Start of Selected extract

A collection of AWS HealthOmics workflows to accelerate drug discovery.
AWS HealthOmics Drug Discovery Workflows now supports the ESM3 model by EvolutionaryScale! Please see the README
file at workflows/protein_annotation/
for more information.
For individual deployments, you also can navigate to the README in workflows/<workflow-name>
. The following is currently a WIP, but will be the recommended way shortly!
- Clone this repository to your local environment.
- Authenticate into your AWS account of interest and
cd
into the project dir. - Run the following command, replacing the placeholders with the name of a S3 bucket, desired stack name, and region:
./deploy.sh \
-b "my-deployment-bucket" \
-n "my-aho-ddw-stack" \
-r "us-east-1"
The CloudFormation deployment should finish in about 3 minutes. It will take another 30 minutes to build the algorithm containers.
Once the deployment has finished, you can create a private workflow run using the Amazon HealthOmics console, CLI, or SDK.
Many of the workflows in this repository require additional model weights or reference data. Please refer to the README files for each workflow in the workflows/
folder.
To add a new module, fork the repository. There are three main components:
- Containers: contains the required information/data to build Docker images for specific tasks
- Modules: common packages, such as MSA search/unpacking data that multiple algorithms may use
- Workflows: Specifc workflows, such as AlphaFold-Multimer that contain the
main.nf
script.

End of Selected extract
Start of Record set

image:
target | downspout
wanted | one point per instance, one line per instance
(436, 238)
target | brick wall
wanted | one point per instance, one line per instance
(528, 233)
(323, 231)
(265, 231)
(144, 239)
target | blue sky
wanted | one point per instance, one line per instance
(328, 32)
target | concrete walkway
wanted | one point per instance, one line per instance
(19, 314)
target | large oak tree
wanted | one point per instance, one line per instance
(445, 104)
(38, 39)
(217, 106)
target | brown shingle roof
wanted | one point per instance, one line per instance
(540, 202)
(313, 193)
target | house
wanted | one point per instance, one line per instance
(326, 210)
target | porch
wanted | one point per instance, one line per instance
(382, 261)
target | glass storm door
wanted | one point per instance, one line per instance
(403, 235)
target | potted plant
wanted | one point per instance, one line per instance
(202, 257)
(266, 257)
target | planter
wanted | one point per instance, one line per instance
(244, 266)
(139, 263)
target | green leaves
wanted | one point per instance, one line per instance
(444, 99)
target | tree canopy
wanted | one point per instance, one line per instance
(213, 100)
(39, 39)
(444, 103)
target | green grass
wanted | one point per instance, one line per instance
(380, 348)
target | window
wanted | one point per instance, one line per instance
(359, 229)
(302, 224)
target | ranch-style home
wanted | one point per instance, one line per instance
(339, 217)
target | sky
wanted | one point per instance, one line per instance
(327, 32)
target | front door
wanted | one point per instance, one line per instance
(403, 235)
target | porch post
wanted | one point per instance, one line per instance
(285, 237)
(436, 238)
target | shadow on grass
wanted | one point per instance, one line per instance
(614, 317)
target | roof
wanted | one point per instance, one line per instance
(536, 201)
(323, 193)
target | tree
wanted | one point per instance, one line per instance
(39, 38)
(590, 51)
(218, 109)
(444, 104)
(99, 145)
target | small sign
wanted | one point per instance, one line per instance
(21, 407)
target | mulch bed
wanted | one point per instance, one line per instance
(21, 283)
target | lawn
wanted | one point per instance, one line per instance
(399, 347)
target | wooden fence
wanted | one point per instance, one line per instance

End of Record set

Work task 1 –
Return the part of the HealthOmics README that begins at the words "- Clone this" and stops after "CLI, or SDK.".
Work task 2 –
Please explain, in one to three sentences, why the HealthOmics README sends readers to the README files for each workflow in the workflows/ folder.
Work task 3 –
Rewrite the paragraph of the HealthOmics README beginning "To add a new module" as a brief list that keeps its main facts.
The entries are separate material, unrelated to the HealthOmics README.

Solution 1 –
- Clone this repository to your local environment.
- Authenticate into your AWS account of interest and
cd
into the project dir. - Run the following command, replacing the placeholders with the name of a S3 bucket, desired stack name, and region:
./deploy.sh \
-b "my-deployment-bucket" \
-n "my-aho-ddw-stack" \
-r "us-east-1"
The CloudFormation deployment should finish in about 3 minutes. It will take another 30 minutes to build the algorithm containers.
Once the deployment has finished, you can create a private workflow run using the Amazon HealthOmics console, CLI, or SDK.

Solution 2 –
Many of the workflows in the repository need additional model weights or reference data. The README file for each workflow covers those requirements.

Solution 3 –
- To add a new module, fork the repository.
- Containers: information and data for building Docker images for specific tasks
- Modules: common packages that multiple algorithms may use, such as MSA search or data unpacking
- Workflows: specific workflows, such as AlphaFold-Multimer, that contain the main.nf script